_Prompt_:
In the page on breast enlargement supplements, copy the stretch from "- One potential" through "or in vitro.", swapping "liver damage" for "liver injury".

*** Page text ***

= Breast enlargement supplement =

Herbal supplements claiming, without evidence, to enlarge breasts

Breast enlargement supplements are frequently portrayed as being a natural means to increase breast size, and with the suggestion that they are free from risk. The popularity of breast enlargement supplements stems from their heavy promotion toward women. Though there has been historical folklore about using herbs for breast enlargement, there is no scientific evidence to support the effectiveness of any breast enlargement supplement. At times, testimonials by companies have been faked.

In the United States, both the Federal Trade Commission and the Food and Drug Administration have taken action against the manufacturers of these products for fraudulent practices. The Mayo Clinic advises that there may be serious drug interactions with their use.

==Types and ingredients==
Products typically contain a variety of ingredients of plant or fungal origin. The compounds claimed to be pharmacologically active are typically estrogen mimics (called xenoestrogens; specifically known as phytoestrogens in plants and mycoestrogens in fungi).

Commonly used ingredients include:
- Barley
- Black cohosh
- Dong quai
- Fennel
- Fenugreek
- Hops
- Kava
- Oats
- Pueraria mirifica
- Zearalenone

==Efficacy and safety==
There is inadequate scientific study whether herbal breast enlargement can be safely achieved. It is unlikely that any of the common ingredients would be efficacious. No randomized, blinded and fully controlled tests has been performed to test any breast enhancement product. Most supplement ingredients do not have significant adverse effects, but some ingredients are potentially dangerous for consumption or use.

In the United States, herbal products are normally sold under "generally recognized as safe" (GRAS) rules and are not approved for any indication.

Some naturally occurring compounds produced by plants and fungi can carry serious health risks.
- One potential risk is an increased chance of breast cancer.
- Some of the ingredients included in supplements are carcinogenic, including don quai.
- By altering the body's hormonal levels, certain ingredients, including zearalenone, may reduce fertility.
- One ingredient, kava, may cause liver damage.
- Black cohosh has been shown to have no estrogenic effect in vivo or in vitro.
- Hops contains estrogen-like compounds, called prenylflavonoids, the most potent of which is 8-prenylnaringenin. Hops' effect on fertility lacks research. Prenylflavonoids from hops have anticancer properties.
- Zearalenone and its derivatives are a class of xenoestrogens associated with many herbal bust enhancement products. There have been some claims that zearalenone can increase the size of breasts in humans, but there are no tests of efficacy or safety. Zearalenone, produced by a toxic fungus, is a mycoestrogen that stimulates the growth of breast cancer cells, increases the chance of estrogen dependent breast cancer, and may reduce fertility. Other supplements are unlikely to have been spoiled with the mould.

Indirect assay tests of the product Erdic (also known as Bust out) on the uterus of rodents, by measuring the amount of estrogen present, showed no difference from the control. Preliminary findings in 2001, in mice, suggested that hops-based products would be ineffective. Another test, of a hops ingredient on mice showed weak effects for high dosages. Diosgenin, which is present in fenugreek and wild yam, affected maturation, but that wasn't enough evidence for this indication.

Some medications have been involved in breast enlargement as a side effect.

*** End of Page text ***
*** Dataset records ***

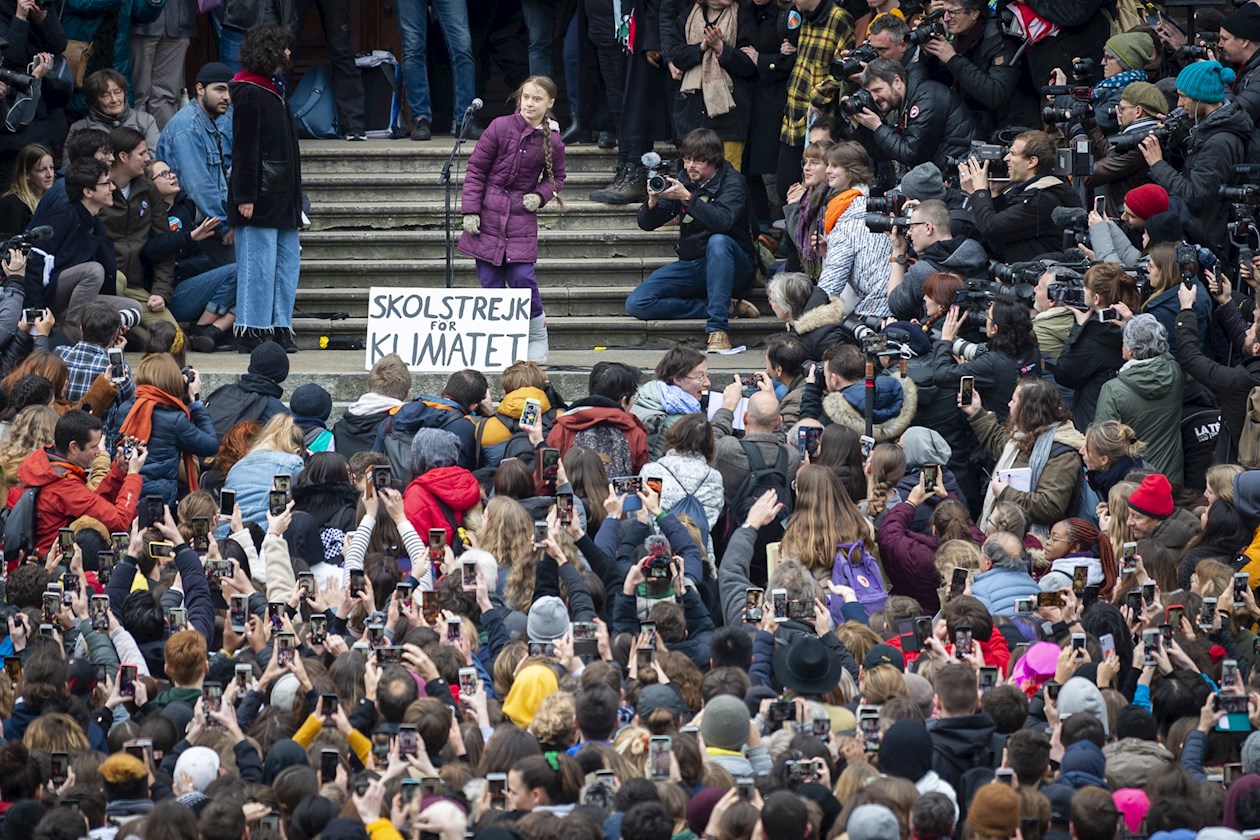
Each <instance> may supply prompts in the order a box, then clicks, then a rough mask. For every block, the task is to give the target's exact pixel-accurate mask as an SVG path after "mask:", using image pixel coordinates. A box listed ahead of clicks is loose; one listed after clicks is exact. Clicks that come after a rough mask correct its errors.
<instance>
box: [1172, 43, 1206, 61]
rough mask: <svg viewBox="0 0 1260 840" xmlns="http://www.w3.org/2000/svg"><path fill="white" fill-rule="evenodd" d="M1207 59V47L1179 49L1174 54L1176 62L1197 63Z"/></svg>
mask: <svg viewBox="0 0 1260 840" xmlns="http://www.w3.org/2000/svg"><path fill="white" fill-rule="evenodd" d="M1205 58H1207V47H1194V45H1192V44H1186V45H1184V47H1178V48H1177V49H1174V50H1173V54H1172V59H1173V60H1174V62H1197V60H1201V59H1205Z"/></svg>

*** End of Dataset records ***

_Reply_:
- One potential risk is an increased chance of breast cancer.
- Some of the ingredients included in supplements are carcinogenic, including don quai.
- By altering the body's hormonal levels, certain ingredients, including zearalenone, may reduce fertility.
- One ingredient, kava, may cause liver injury.
- Black cohosh has been shown to have no estrogenic effect in vivo or in vitro.